• **Task objective**
Give every line from the entries that contains "window".

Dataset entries
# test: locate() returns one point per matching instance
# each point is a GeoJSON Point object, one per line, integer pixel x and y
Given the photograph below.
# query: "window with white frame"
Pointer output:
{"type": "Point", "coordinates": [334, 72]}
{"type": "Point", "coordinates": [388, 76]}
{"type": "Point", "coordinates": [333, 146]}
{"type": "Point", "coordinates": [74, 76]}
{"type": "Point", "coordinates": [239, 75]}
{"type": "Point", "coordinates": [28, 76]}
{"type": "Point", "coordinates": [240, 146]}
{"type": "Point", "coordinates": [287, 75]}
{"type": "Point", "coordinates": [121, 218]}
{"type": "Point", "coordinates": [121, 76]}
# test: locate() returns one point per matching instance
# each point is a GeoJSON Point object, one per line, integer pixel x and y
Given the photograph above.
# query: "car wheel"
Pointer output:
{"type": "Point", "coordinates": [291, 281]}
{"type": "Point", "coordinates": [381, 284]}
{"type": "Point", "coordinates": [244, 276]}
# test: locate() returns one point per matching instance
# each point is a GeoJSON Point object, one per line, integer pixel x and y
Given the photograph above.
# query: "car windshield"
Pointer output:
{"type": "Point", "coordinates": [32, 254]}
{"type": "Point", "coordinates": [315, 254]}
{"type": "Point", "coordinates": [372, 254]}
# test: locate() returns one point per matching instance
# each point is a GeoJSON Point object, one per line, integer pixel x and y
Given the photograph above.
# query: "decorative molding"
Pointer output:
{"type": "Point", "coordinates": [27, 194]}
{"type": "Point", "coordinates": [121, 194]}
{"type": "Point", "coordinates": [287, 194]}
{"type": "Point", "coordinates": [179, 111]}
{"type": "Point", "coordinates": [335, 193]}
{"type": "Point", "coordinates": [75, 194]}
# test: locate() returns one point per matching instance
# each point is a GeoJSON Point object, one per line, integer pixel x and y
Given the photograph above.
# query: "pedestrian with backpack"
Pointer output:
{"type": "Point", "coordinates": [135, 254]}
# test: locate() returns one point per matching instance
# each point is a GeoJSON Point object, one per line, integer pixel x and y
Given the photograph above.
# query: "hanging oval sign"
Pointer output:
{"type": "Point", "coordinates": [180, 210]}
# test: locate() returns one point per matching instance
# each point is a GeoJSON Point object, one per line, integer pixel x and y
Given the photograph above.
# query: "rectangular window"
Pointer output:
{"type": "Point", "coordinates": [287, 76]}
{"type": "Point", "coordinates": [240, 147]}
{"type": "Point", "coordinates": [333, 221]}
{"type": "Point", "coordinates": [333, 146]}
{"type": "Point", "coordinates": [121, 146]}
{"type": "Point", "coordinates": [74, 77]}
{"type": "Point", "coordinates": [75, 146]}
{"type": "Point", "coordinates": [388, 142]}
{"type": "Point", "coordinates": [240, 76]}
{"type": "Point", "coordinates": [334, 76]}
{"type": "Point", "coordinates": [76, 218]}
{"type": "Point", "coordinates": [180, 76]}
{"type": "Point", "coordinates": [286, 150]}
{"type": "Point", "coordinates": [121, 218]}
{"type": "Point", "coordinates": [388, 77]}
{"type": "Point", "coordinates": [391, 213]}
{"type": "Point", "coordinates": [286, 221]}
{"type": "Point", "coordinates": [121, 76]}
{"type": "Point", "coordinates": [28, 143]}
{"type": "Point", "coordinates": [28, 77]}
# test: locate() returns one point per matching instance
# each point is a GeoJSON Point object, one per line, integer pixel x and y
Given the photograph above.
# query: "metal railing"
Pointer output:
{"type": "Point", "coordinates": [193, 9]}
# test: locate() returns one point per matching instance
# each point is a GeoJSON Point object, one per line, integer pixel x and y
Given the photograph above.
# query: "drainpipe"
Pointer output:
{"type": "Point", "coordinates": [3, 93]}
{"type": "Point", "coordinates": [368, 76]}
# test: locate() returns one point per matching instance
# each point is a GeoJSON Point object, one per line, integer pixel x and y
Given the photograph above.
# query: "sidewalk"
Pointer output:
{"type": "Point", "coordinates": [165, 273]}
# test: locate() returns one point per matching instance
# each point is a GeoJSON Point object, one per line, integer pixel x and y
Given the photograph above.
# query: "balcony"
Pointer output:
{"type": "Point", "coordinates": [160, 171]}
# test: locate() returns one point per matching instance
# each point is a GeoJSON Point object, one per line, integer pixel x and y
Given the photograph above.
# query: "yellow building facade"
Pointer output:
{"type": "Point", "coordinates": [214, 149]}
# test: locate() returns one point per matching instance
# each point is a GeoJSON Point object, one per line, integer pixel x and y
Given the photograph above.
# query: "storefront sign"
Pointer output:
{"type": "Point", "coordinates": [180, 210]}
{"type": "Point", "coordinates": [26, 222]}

• **Output below**
# query: "window with white frame"
# query: "rectangular window"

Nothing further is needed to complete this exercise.